**Instructions to follow:** Restate the full listing word for word and leave the pictures out.

**Supplied data:**

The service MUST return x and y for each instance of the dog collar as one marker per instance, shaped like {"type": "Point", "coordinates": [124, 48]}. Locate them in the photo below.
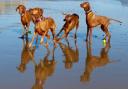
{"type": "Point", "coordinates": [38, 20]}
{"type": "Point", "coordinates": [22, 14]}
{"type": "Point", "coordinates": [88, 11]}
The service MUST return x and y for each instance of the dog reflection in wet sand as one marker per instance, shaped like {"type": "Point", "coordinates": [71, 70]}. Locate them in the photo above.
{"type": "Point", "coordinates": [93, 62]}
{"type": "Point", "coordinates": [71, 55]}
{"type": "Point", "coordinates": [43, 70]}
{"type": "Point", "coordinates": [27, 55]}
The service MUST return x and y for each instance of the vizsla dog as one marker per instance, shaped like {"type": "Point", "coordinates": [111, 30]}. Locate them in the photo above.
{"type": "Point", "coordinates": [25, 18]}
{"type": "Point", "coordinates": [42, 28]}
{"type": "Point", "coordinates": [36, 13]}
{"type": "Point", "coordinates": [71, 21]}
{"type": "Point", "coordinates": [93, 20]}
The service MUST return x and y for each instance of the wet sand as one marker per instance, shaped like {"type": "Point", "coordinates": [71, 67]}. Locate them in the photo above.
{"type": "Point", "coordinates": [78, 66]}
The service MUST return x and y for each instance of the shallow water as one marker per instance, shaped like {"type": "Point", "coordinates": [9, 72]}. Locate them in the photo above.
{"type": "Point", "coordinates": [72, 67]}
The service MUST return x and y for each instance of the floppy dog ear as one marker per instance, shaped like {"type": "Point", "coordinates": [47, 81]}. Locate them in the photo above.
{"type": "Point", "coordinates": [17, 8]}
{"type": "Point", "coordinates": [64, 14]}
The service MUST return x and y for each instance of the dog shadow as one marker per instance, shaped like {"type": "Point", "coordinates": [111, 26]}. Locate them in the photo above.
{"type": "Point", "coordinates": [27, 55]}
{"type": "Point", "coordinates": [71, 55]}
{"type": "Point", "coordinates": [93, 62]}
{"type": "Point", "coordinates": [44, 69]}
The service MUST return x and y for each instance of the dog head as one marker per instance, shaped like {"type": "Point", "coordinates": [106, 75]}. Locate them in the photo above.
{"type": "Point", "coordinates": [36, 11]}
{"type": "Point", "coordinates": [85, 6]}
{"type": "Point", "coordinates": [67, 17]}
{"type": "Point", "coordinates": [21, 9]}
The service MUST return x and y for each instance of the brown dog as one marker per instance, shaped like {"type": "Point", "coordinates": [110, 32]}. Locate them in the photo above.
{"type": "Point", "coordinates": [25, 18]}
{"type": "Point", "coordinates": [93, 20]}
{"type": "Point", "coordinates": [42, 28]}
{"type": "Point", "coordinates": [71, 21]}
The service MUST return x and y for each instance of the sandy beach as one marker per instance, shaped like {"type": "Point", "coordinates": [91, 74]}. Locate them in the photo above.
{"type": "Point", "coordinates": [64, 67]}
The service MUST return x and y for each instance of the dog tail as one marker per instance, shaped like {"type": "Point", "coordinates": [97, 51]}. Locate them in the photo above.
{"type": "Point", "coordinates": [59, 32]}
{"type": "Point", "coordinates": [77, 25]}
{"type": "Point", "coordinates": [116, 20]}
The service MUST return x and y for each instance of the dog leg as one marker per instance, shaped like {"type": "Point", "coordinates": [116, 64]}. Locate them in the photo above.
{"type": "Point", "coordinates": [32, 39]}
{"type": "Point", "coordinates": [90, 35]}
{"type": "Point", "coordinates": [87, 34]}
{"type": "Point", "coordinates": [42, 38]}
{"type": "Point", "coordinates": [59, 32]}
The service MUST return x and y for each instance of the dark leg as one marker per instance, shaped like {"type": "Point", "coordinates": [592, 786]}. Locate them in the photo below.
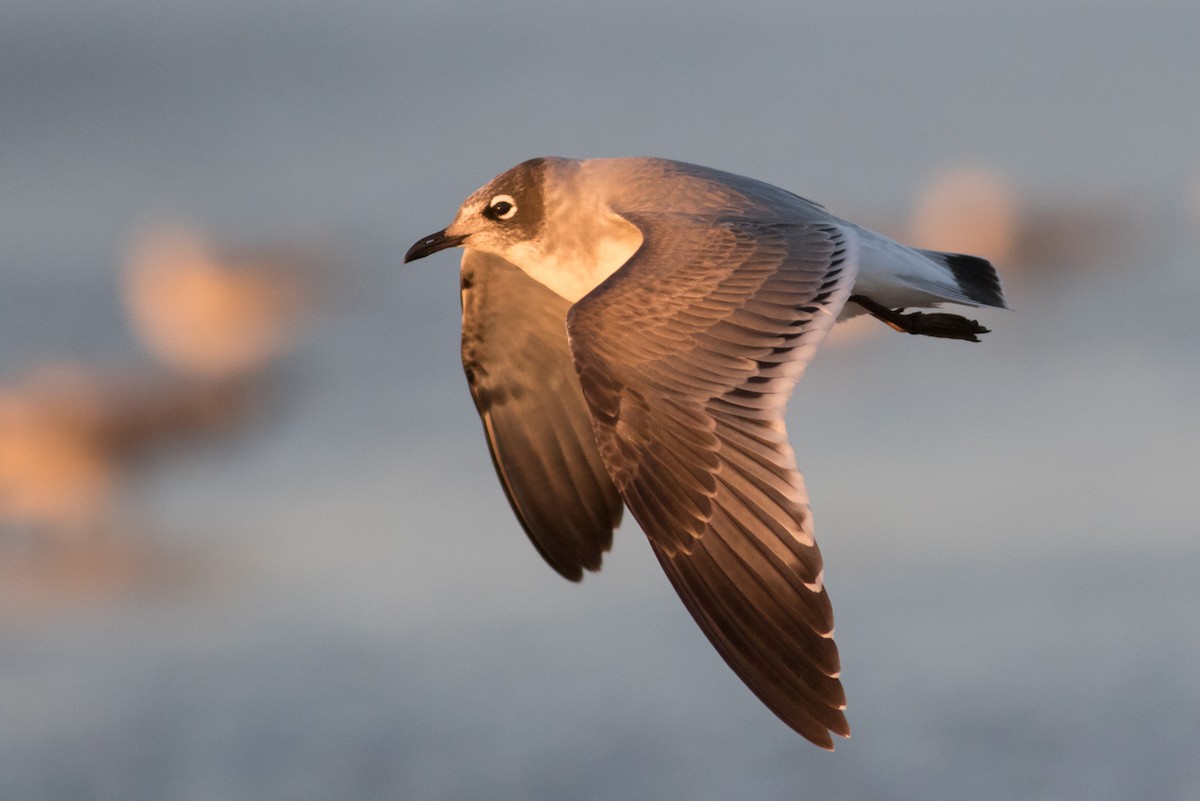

**Answer to this exercise:**
The service MUST return x and y for each instance of the dog collar as one marker per instance, shaped like {"type": "Point", "coordinates": [124, 48]}. Locate them in the photo below.
{"type": "Point", "coordinates": [38, 20]}
{"type": "Point", "coordinates": [22, 14]}
{"type": "Point", "coordinates": [88, 11]}
The service MUST return x and y for each instance of the dog reflection in wet sand as one marker per instance, shaped like {"type": "Point", "coordinates": [71, 70]}. Locate them in the photo above.
{"type": "Point", "coordinates": [93, 62]}
{"type": "Point", "coordinates": [71, 55]}
{"type": "Point", "coordinates": [43, 70]}
{"type": "Point", "coordinates": [27, 55]}
The service MUST return x and y for each instance of the vizsla dog as one marker per instance, shaped like {"type": "Point", "coordinates": [111, 30]}. Locate them in the photo above.
{"type": "Point", "coordinates": [25, 18]}
{"type": "Point", "coordinates": [42, 28]}
{"type": "Point", "coordinates": [36, 13]}
{"type": "Point", "coordinates": [71, 21]}
{"type": "Point", "coordinates": [93, 20]}
The service MUST return x and y for each instance of the wet sand as one marker per instance, shaped like {"type": "Point", "coordinates": [71, 67]}. Locate them in the photo above.
{"type": "Point", "coordinates": [78, 66]}
The service MUST return x and y for each instance of the shallow water as one marker per instance, shaped like {"type": "Point", "coordinates": [9, 72]}. Locate them in the photo above.
{"type": "Point", "coordinates": [72, 67]}
The service MUST return x and y for each instance of the floppy dog ear as one marker per instance, shaped like {"type": "Point", "coordinates": [47, 81]}. Locate them in the photo above.
{"type": "Point", "coordinates": [17, 8]}
{"type": "Point", "coordinates": [64, 14]}
The service MUST return x and y for each instance of the dog shadow as one marker per instance, shaped like {"type": "Point", "coordinates": [111, 26]}. Locate them in the photo above.
{"type": "Point", "coordinates": [27, 55]}
{"type": "Point", "coordinates": [71, 55]}
{"type": "Point", "coordinates": [93, 62]}
{"type": "Point", "coordinates": [44, 69]}
The service MUST return x and y for each instance of the dog head as one marker per instance, shaped like {"type": "Point", "coordinates": [106, 75]}. Locate them in the photo above.
{"type": "Point", "coordinates": [36, 11]}
{"type": "Point", "coordinates": [85, 6]}
{"type": "Point", "coordinates": [67, 17]}
{"type": "Point", "coordinates": [21, 9]}
The service MUST return x and y for each instance of the brown dog as one marker per instance, shaped like {"type": "Point", "coordinates": [110, 32]}. Locate them in the photo above.
{"type": "Point", "coordinates": [25, 18]}
{"type": "Point", "coordinates": [93, 20]}
{"type": "Point", "coordinates": [42, 28]}
{"type": "Point", "coordinates": [71, 21]}
The service MUST return x and y for each instance of the sandy beach as one marker per instance, shaped like {"type": "Point", "coordinates": [91, 74]}. Locate them in the photo above.
{"type": "Point", "coordinates": [64, 67]}
The service MUST return x and y for each instance of the dog tail as one marker per instance, shaped like {"type": "Point", "coordinates": [97, 51]}. Locate them in the photo above.
{"type": "Point", "coordinates": [59, 32]}
{"type": "Point", "coordinates": [77, 25]}
{"type": "Point", "coordinates": [116, 20]}
The service MUST return x and y for each instance of the dog leg as one marker per instance, shaped like {"type": "Point", "coordinates": [116, 64]}. Locate them in the photo above.
{"type": "Point", "coordinates": [32, 39]}
{"type": "Point", "coordinates": [90, 35]}
{"type": "Point", "coordinates": [87, 34]}
{"type": "Point", "coordinates": [42, 38]}
{"type": "Point", "coordinates": [59, 32]}
The service MUST return x and y for each instance of the dark leg as one marker per instance, shaped like {"type": "Point", "coordinates": [592, 786]}. Locate them in the photo below.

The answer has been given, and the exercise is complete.